Please turn the lines below into a numbered list, leaving out any blank ones.

> [INFORMATION SHOWN]:
※ ※ ※
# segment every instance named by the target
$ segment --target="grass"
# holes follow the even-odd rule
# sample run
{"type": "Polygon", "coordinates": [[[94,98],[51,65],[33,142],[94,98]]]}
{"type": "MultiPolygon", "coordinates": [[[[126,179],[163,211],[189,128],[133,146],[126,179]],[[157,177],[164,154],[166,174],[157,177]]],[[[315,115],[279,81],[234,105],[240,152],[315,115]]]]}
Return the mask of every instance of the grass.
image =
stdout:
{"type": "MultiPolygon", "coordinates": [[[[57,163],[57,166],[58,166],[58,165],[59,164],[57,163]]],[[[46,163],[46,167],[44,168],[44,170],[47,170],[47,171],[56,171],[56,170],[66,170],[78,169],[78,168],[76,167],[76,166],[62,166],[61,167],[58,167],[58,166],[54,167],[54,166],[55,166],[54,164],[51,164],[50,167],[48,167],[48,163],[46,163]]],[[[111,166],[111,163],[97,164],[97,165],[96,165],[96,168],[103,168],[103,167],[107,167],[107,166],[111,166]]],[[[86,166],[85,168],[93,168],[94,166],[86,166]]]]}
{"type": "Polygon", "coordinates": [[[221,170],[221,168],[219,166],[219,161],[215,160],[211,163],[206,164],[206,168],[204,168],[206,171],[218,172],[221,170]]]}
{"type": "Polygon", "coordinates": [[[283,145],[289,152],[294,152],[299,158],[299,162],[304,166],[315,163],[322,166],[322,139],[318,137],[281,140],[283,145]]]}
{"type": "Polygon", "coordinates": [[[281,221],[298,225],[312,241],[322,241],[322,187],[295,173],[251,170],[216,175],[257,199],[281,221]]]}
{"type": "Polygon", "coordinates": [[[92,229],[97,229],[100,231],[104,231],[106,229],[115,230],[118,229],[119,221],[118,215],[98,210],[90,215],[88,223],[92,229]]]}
※ ※ ※
> [TASK RESPONSE]:
1. # segment every instance named by the target
2. $ segment --target="grass"
3. # holes follow the even-odd rule
4. # sample run
5. {"type": "Polygon", "coordinates": [[[94,98],[51,65],[33,142],[94,98]]]}
6. {"type": "MultiPolygon", "coordinates": [[[[126,179],[163,211],[189,128],[133,146],[126,179]],[[157,177],[164,154],[166,174],[157,177]]],[[[315,115],[279,81],[234,105],[240,152],[315,115]]]]}
7. Return the mask of every instance of the grass.
8. image =
9. stdout:
10. {"type": "MultiPolygon", "coordinates": [[[[57,163],[57,166],[58,166],[58,165],[59,164],[57,163]]],[[[46,163],[46,167],[44,168],[44,170],[47,170],[47,171],[56,171],[56,170],[66,170],[78,169],[78,168],[76,167],[76,166],[62,166],[61,167],[58,167],[58,166],[54,167],[54,166],[55,166],[54,164],[51,164],[50,167],[48,167],[48,163],[46,163]]],[[[111,166],[111,163],[97,164],[97,165],[96,165],[96,168],[103,168],[103,167],[107,167],[107,166],[111,166]]],[[[86,166],[85,168],[93,168],[94,166],[86,166]]]]}
11. {"type": "Polygon", "coordinates": [[[221,170],[221,168],[219,166],[219,161],[215,160],[211,163],[206,164],[206,168],[204,168],[206,171],[218,172],[221,170]]]}
12. {"type": "Polygon", "coordinates": [[[283,145],[289,152],[294,152],[299,158],[299,162],[304,166],[315,163],[322,166],[322,139],[318,137],[281,140],[283,145]]]}
13. {"type": "Polygon", "coordinates": [[[281,221],[298,225],[312,241],[322,241],[322,187],[295,173],[251,170],[216,175],[257,199],[281,221]]]}
14. {"type": "Polygon", "coordinates": [[[92,229],[97,229],[100,231],[104,231],[106,229],[115,230],[118,229],[119,221],[118,215],[98,210],[90,215],[88,223],[92,229]]]}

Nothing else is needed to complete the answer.